» **Records for the exercise**:
*** Begin section ***

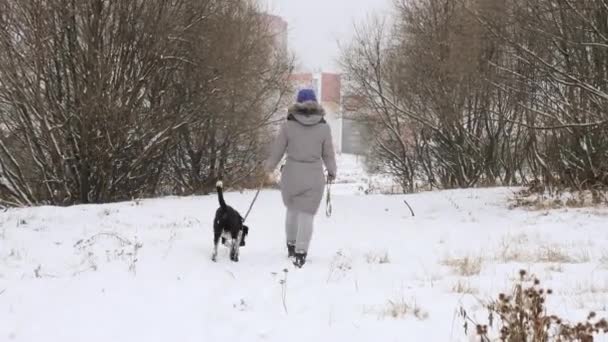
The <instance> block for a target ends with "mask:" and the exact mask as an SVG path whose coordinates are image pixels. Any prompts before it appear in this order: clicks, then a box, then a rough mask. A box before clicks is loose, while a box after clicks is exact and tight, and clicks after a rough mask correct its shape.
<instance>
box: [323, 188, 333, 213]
mask: <svg viewBox="0 0 608 342" xmlns="http://www.w3.org/2000/svg"><path fill="white" fill-rule="evenodd" d="M331 184H332V181H330V180H329V179H328V180H327V194H326V196H325V216H327V217H331V214H332V211H333V207H332V205H331Z"/></svg>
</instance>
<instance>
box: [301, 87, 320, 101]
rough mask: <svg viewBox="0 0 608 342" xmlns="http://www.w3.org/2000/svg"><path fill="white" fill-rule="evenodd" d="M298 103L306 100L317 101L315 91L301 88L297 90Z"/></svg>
mask: <svg viewBox="0 0 608 342" xmlns="http://www.w3.org/2000/svg"><path fill="white" fill-rule="evenodd" d="M297 101H298V103H303V102H306V101H313V102H317V96H316V95H315V91H314V90H312V89H302V90H300V91H299V92H298V100H297Z"/></svg>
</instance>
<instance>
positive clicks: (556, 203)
mask: <svg viewBox="0 0 608 342" xmlns="http://www.w3.org/2000/svg"><path fill="white" fill-rule="evenodd" d="M605 203H608V196H607V194H606V191H605V190H585V191H566V192H563V191H559V192H556V193H554V194H538V193H531V192H530V191H522V192H520V193H518V194H517V195H516V197H515V198H514V199H513V200H512V204H511V206H510V208H511V209H513V208H526V209H529V210H554V209H563V208H573V209H576V208H586V207H593V206H597V205H601V204H605Z"/></svg>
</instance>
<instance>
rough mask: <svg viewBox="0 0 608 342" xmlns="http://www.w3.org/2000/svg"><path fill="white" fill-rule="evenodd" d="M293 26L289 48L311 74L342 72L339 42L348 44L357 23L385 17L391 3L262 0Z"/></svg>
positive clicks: (291, 0) (365, 1) (351, 0)
mask: <svg viewBox="0 0 608 342" xmlns="http://www.w3.org/2000/svg"><path fill="white" fill-rule="evenodd" d="M262 1H266V4H267V6H268V9H269V11H270V12H271V13H273V14H277V15H280V16H281V17H283V18H284V19H285V20H286V21H287V22H288V24H289V47H290V49H291V50H292V51H294V52H295V53H296V55H297V57H298V62H299V64H300V66H302V67H304V68H305V69H308V70H311V71H313V70H315V69H322V70H323V71H338V69H337V64H336V62H335V61H336V59H337V58H338V57H339V55H340V53H339V49H338V44H337V42H338V41H340V42H343V41H348V40H349V38H350V37H351V35H352V29H353V23H354V22H356V21H361V20H364V19H365V18H366V17H367V15H368V14H371V13H375V12H377V13H385V12H386V10H387V9H388V8H389V5H390V3H391V0H262Z"/></svg>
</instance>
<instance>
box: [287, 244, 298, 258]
mask: <svg viewBox="0 0 608 342" xmlns="http://www.w3.org/2000/svg"><path fill="white" fill-rule="evenodd" d="M295 256H296V246H294V245H290V244H287V257H288V258H294V257H295Z"/></svg>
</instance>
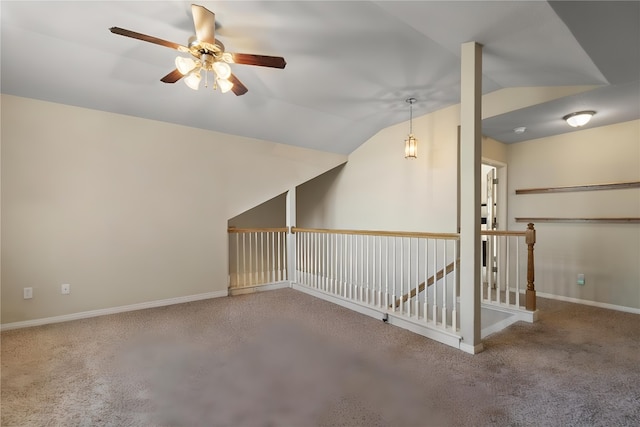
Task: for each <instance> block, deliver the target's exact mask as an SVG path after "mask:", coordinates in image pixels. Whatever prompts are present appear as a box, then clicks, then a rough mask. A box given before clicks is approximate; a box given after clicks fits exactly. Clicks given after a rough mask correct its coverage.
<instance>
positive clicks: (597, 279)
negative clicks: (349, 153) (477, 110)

*** End section ***

» **What the task asks**: Count the lines in the items above that contain the string "exact" and give only the number.

» **Result of this task**: 2